Leitsatz (amtlich)

Die Zivilprozessordnung kennt keine zeitliche Grenze, nach deren Eintreten eine Verweisung nicht mehr zulässig wäre. Ein Gericht kann einen Rechtsstreit wegen örtlicher Unzuständigkeit auch nach mehrjähriger Verfahrenslaufzeit und Änderung einer zuvor abweichenden Rechtsauffassung verweisen. Eine Verweisung ist bindend, wenn das verweisende Gericht die Annahme einer Gerichtsstandvereinbarung (§ 38 ZPO) oder einer Zuständigkeitsbegründung durch rügelose Verhandlung (§ 39 ZPO) vertretbar verneint.

 

Tenor

Zuständig ist das Landgericht N.

 

Gründe

I.

Die Klägerin macht gegen den in N ansässigen Beklagten Zahlungsansprüche geltend, da sie auf Grundlage eines Dienstleistungsvertrags vom 28.03.2012 buchhalterische Leistungen erbracht habe. Der Dienstleistungsvertrag enthält folgende Klausel:

§ 5 Leistungs- und Erfüllungsort

(1) Leistungs- bzw. Erfüllungsort ist der Geschäftssitz des Auftragnehmers.

[DATENAUSZUG]
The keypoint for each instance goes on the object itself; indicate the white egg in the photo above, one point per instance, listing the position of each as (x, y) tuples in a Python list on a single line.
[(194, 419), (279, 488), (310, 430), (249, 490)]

[AUFGABENLISTE]
**1.** Erläutern Sie in ein bis drei Sätzen anhand des Beschlussauszugs, weshalb ein Gericht einen Rechtsstreit auch nach mehrjähriger Verfahrenslaufzeit noch wegen örtlicher Unzuständigkeit verweisen darf.
**2.** Beantworten Sie die folgenden Fragen zum Beschlussauszug:
(a) Welches Gericht erklärt der Tenor für zuständig?
(b) Von welchem Datum ist der Dienstleistungsvertrag?
(c) Was bestimmt § 5 Abs. 1 des Vertrags als Leistungs- bzw. Erfüllungsort?
Maßgeblich ist allein der Beschlussauszug, nicht die Auflistung.

[LÖSUNGEN]
**1.** Die Zivilprozessordnung kennt keine zeitliche Grenze, nach deren Eintreten eine Verweisung nicht mehr zulässig wäre. Deshalb ist eine Verweisung wegen örtlicher Unzuständigkeit auch nach mehrjähriger Verfahrenslaufzeit möglich. Das gilt auch dann, wenn das Gericht zuvor eine abweichende Rechtsauffassung vertreten hat.

**2.**
(a) Das Landgericht N.
(b) Vom 28.03.2012.
(c) Den Geschäftssitz des Auftragnehmers.